==== EXERCISE MATERIAL

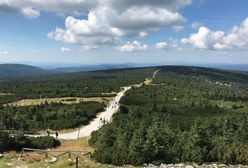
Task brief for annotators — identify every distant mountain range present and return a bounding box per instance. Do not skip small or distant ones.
[0,64,248,78]
[0,64,55,78]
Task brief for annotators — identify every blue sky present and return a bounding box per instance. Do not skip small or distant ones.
[0,0,248,65]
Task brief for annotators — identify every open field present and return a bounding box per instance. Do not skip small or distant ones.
[0,93,14,96]
[0,138,109,168]
[5,97,112,107]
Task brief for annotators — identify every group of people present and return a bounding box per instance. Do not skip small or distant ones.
[47,128,59,139]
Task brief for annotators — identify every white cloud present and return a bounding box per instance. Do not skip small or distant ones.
[48,0,191,46]
[21,8,40,19]
[0,51,9,55]
[155,42,167,49]
[61,47,72,53]
[116,41,149,52]
[181,18,248,49]
[191,22,203,29]
[0,0,192,48]
[0,0,99,17]
[172,25,184,32]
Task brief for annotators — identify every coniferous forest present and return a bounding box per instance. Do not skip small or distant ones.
[90,67,248,165]
[0,66,248,165]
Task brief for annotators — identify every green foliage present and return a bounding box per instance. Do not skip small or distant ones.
[0,102,104,131]
[90,67,248,165]
[0,68,155,104]
[0,128,60,152]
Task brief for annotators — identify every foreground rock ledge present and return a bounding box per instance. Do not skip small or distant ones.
[140,163,248,168]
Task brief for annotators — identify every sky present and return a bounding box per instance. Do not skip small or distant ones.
[0,0,248,65]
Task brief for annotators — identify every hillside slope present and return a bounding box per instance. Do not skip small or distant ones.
[0,64,54,78]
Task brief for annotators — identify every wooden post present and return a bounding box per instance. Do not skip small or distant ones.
[78,126,80,140]
[76,157,78,168]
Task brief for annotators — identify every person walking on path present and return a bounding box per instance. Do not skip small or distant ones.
[47,128,50,136]
[55,131,59,139]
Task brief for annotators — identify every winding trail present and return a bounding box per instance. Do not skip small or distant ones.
[26,69,160,140]
[29,86,131,140]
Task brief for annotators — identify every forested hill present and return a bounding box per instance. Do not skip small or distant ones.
[158,66,248,83]
[0,64,54,78]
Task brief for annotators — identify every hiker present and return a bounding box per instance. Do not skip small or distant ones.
[55,131,59,139]
[47,128,50,136]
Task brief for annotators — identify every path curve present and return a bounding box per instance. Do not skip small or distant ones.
[26,86,131,140]
[26,69,160,140]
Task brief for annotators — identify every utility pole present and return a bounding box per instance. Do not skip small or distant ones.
[78,126,80,140]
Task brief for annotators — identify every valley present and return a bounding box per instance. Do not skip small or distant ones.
[0,66,248,167]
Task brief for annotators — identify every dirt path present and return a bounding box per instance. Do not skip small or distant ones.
[27,69,160,140]
[27,86,131,140]
[152,69,160,79]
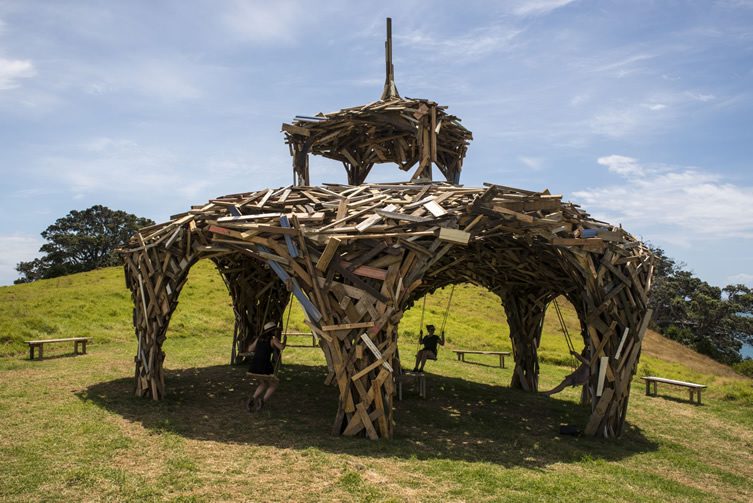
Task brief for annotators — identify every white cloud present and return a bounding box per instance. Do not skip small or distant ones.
[589,107,646,138]
[574,155,753,244]
[394,26,523,63]
[685,91,716,103]
[593,53,656,77]
[0,234,42,285]
[35,137,290,205]
[0,58,37,91]
[727,272,753,286]
[513,0,574,16]
[596,155,643,176]
[222,0,307,43]
[518,155,543,171]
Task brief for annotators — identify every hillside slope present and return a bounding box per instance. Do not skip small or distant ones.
[0,262,740,379]
[0,263,753,502]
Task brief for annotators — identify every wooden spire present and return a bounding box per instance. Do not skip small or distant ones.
[381,17,400,101]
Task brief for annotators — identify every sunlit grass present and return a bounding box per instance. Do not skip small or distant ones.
[0,263,753,501]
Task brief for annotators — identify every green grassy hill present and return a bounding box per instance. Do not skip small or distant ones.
[0,263,753,501]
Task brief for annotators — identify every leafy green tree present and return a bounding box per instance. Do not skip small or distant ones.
[649,248,753,363]
[15,205,154,283]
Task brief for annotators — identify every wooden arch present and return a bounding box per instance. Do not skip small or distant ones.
[122,183,653,438]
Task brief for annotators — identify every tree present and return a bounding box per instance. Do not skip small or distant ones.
[649,247,753,363]
[15,205,154,283]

========

- _WHAT TO PRODUCE_
Copy the data verbatim from its beginning through the line that contains "[0,66,248,165]", including that line, and leave out the pictures.

- _SOLUTION TO THIS PROBLEM_
Task brief for annotators — identify every distant mountain range present and return a bounding box per instance. Do not skip small or distant ones.
[0,64,248,78]
[0,64,55,78]
Task brief for annotators — identify every blue sky present and return a bounding box per instance. Do not skip small or distant ones.
[0,0,248,65]
Task brief for annotators — identify every open field present and return a bounding box per instance. Do not skip small or distant ones.
[0,93,14,96]
[0,138,109,168]
[5,97,112,107]
Task brief for annotators — identify every group of people present and return a bounding box per instance. Do not skip small or distant ones.
[47,128,59,139]
Task brief for annotators — identify every white cloud present and return a bounding box per instance. Do not skip small or distant ones.
[48,0,191,46]
[21,8,40,19]
[0,51,9,55]
[155,42,167,49]
[61,47,72,53]
[116,41,149,52]
[181,18,248,49]
[191,22,203,29]
[0,0,192,48]
[0,0,99,17]
[172,25,184,32]
Task brief for annotators — identify every coniferous forest present and return a bounding box per instance. Do not skip small or distant ones.
[90,67,248,165]
[0,66,248,165]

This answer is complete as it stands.